## [TASK GOAL]
Reproduce the material below verbatim, from the line containing "Confirm that each instance of the bicycle wheel" through the final line.

## [GIVEN ENTRIES]
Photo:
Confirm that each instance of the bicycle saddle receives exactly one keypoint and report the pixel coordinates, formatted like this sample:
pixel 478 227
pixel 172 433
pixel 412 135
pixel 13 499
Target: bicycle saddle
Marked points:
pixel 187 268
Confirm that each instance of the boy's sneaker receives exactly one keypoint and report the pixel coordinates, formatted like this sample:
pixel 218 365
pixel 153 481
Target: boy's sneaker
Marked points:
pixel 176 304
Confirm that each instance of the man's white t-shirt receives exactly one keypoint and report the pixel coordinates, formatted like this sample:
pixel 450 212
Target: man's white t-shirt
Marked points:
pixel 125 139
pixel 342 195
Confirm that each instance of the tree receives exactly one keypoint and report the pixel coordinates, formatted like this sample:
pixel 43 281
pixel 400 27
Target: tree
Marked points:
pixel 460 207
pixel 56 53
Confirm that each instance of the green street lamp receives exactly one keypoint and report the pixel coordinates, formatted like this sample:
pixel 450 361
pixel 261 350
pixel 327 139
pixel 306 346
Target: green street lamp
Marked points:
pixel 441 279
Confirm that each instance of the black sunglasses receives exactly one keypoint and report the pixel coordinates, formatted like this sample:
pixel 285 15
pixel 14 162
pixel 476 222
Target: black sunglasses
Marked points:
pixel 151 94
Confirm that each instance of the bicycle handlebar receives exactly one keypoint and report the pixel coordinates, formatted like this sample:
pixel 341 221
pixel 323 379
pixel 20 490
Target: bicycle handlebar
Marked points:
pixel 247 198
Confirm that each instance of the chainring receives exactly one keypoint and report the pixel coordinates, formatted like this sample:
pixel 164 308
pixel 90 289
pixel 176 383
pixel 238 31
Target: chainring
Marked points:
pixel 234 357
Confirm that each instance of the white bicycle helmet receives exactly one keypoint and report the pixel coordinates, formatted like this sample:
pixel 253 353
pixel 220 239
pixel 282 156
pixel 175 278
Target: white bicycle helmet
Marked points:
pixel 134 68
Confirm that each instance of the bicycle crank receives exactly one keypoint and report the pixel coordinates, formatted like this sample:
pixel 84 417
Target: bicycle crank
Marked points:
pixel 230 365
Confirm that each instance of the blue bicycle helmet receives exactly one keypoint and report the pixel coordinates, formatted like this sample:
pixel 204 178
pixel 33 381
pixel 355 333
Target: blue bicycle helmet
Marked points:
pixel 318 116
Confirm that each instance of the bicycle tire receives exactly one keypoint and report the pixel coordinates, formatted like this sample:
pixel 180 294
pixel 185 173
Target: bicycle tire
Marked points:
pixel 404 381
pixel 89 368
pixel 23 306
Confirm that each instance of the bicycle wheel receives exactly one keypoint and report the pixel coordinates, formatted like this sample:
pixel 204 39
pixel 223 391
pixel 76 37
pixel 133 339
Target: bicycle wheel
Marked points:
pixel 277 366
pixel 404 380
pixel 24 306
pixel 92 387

## [FINAL RESULT]
Confirm that each instance of the bicycle wheel receives exactly one keypoint and report the pixel coordinates, formatted like this sample:
pixel 204 39
pixel 223 391
pixel 76 37
pixel 133 339
Target: bicycle wheel
Marked points:
pixel 277 366
pixel 404 380
pixel 24 306
pixel 92 387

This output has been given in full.